▶ Job 1
List every person named in the post about early radio.

>> Begin Page text

Showing posts with label science. Show all posts
Showing posts with label science. Show all posts

Tuesday, 12 February 2013

Early Radio & Vintage Crystal Sets


Despite having learnt at school that Marconi invented the radio, and wireless technology, I now know that is not correct.  Marconi was just the guy who managed to get someone to listen to his ideas, and give him financial backing.  Not to say he wasn't a genius, but there were a whole host of people who contributed to wireless technology, as I mentioned in my last post, not in the least Nikolas Tesla. But there are other contenders.

In 1997, The Institute of Electrical and Electronics Engineers (IEEE) , in New York, named Jagadish Chandra Bose (30 November 1858 – 23 November 1937), Professor of Physics at Presidents College in Bengal, one of ‘the fathers of radio science’.  He had transmitted and received a radio signal 2 years before Marconi, and some believe that  connections of Marconi's wealthy family stole Bose's design.  Bose was the first to use a semiconductor junction to detect radio waves, and he invented various now commonplace microwave components, as well as studying microwave activity in plants. Bose was not interested in patenting his inventions, and made his processes public at a presentation in 1899 at the Royal Institution, London.

>> End Page text

▶ Job 2
From the records below, pull out each line that contains the string "hair".

>> Begin Record extracts

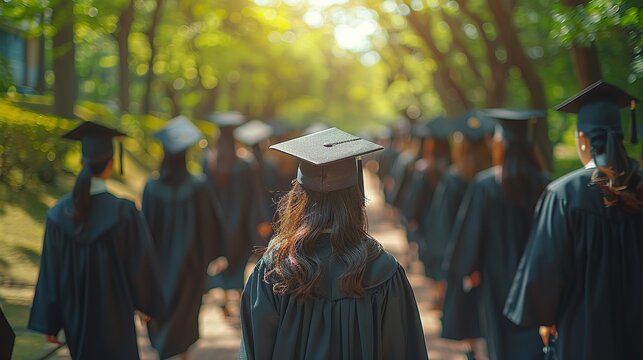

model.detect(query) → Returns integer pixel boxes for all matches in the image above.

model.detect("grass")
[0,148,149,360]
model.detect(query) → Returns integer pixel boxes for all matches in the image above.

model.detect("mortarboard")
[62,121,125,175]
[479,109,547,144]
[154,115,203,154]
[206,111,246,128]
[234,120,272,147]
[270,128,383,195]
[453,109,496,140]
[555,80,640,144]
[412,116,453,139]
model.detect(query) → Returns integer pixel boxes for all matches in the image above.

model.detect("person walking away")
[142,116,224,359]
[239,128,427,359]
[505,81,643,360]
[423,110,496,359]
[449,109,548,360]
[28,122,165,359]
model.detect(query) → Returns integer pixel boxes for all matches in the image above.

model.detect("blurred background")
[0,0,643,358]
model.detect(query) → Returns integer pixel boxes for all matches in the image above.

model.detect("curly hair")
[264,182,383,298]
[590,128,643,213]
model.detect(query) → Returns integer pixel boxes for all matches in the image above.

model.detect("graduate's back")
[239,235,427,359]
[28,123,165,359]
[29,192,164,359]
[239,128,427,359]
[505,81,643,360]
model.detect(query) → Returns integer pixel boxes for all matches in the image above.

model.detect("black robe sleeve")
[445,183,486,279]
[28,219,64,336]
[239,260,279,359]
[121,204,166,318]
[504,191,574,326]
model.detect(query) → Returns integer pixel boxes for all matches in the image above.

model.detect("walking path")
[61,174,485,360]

>> End Record extracts
>> Begin Record extracts

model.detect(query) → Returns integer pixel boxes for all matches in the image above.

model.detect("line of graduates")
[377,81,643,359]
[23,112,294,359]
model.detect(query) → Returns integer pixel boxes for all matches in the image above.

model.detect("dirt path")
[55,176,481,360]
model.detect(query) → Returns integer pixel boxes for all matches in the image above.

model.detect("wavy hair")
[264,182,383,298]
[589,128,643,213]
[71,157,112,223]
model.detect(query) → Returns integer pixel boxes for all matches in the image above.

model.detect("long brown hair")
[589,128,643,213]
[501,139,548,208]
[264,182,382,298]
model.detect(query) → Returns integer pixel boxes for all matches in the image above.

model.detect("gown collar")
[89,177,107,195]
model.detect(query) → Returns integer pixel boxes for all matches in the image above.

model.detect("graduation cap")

>> End Record extracts
>> Begin Record extracts

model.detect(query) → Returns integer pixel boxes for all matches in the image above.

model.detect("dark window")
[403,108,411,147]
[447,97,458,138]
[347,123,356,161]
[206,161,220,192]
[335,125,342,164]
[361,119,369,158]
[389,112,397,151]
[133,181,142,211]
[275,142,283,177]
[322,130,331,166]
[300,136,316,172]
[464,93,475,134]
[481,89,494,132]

>> End Record extracts

▶ Written reply 1
Marconi, Nikolas Tesla, Jagadish Chandra Bose

▶ Written reply 2
model.detect("curly hair")
model.detect("wavy hair")
model.detect("long brown hair")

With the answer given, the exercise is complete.